Accordingly, in 1933, Congress assigned responsibility for policing the regulatory perimeter for money and banking to the U.S. Department of Justice (DOJ). The problem with this choice is that the DOJ lacks the expertise and incentives to effectively carry out this duty on its own. To our knowledge, the DOJ has never wielded Section 21(a) to prevent financial firms from issuing functional equivalents to deposits.[17] In the one instance where the DOJ considered a functional deposit equivalent, money market mutual funds, it engaged in a formalistic analysis,[18] contrary to the approach taken by leading banking specialists.[19] Moreover, the statute does not explicitly permit civil enforcement actions, including civil remedies and equitable relief, greatly reducing its potential usefulness. Going forward, to avoid further erosion of the banking laws, Congress should revisit the design of federal entry restriction into banking activities.

  1. Using Agency Authorities

Congress also empowered the FSOC to recommend that other regulatory agencies apply new or heightened standards and safeguards for financial activities that, due to their nature, size, and scale, could create or increase the risk of significant liquidity, credit, or other problems in the financial system.[20] The FSOC should use this power to work with relevant agencies, including its members, to use their authorities to contain risks to investors and consumers posed by stablecoins and their issuers. Among the agencies with significant ability to act are the Fed, SEC, the CFTC, and the CFPB.[21] Where appropriate, these agencies have the power to regulate stablecoins as securities, commodities, derivatives, and financial products.
============================================================
Tasks:
(A) From the passage on banking regulation and stablecoins, reproduce the text starting with "1. Using Agency" and going on through "and financial products.".
(B) According to the passage on banking regulation and stablecoins, which agencies have significant ability to act against stablecoin risks?
(C) Carry on the passage on banking regulation and stablecoins from the point where it stops.

Dataset excerpts:
============================================================
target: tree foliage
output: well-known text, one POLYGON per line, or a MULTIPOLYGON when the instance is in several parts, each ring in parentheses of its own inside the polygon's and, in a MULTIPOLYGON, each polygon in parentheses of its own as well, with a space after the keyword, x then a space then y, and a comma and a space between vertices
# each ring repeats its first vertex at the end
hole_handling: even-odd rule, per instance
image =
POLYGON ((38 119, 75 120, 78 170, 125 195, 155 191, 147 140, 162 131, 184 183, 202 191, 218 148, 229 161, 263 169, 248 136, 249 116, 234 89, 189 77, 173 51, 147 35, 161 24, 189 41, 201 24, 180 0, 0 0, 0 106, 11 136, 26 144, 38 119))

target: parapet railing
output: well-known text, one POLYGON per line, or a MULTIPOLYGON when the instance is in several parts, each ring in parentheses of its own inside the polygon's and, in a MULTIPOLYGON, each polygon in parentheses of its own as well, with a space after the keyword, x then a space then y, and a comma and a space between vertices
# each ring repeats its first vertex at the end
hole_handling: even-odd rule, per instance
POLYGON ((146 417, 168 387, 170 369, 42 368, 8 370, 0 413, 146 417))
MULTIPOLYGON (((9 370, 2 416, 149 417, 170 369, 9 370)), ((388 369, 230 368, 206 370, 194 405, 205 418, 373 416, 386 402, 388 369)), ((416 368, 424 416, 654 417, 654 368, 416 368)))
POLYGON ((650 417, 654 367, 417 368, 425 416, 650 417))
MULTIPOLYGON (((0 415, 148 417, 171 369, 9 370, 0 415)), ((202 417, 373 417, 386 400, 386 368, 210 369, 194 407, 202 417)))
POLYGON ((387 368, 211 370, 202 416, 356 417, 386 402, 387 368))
============================================================
Answers for the exercise:
(A)
1. Using Agency Authorities

Congress also empowered the FSOC to recommend that other regulatory agencies apply new or heightened standards and safeguards for financial activities that, due to their nature, size, and scale, could create or increase the risk of significant liquidity, credit, or other problems in the financial system.[20] The FSOC should use this power to work with relevant agencies, including its members, to use their authorities to contain risks to investors and consumers posed by stablecoins and their issuers. Among the agencies with significant ability to act are the Fed, SEC, the CFTC, and the CFPB.[21] Where appropriate, these agencies have the power to regulate stablecoins as securities, commodities, derivatives, and financial products.

(B) The Fed, the SEC, the CFTC, and the CFPB.

(C)
Most importantly, the SEC has the authority to impose investor protection and related regulatory requirements on any stablecoins that offer investor returns.[22] The SEC also has the authority to regulate stablecoin issuers that qualify as investment companies under the Investment Company Act of 1940.[23] The CFTC has, among other relevant authorities, the authority to address fraud involving stablecoin transactions in so far as stablecoins qualify as commodities under the Commodity Exchange Act.[24] And the CFPB is responsible for enforcing consumer protection laws in connection with transactions for consumer financial products or services, including the prohibition against unfair, deceptive, or abusive acts or practices.[25]

  1. Conclusion

Unregulated and underregulated stablecoins present a clear threat to U.S. financial stability. Even as policy makers seek revisions to the statutory scheme for money and banking to address this threat, the FSOC must act swiftly to use its existing authorities, and the authorities of its member agencies, to mitigate these threats as best as possible.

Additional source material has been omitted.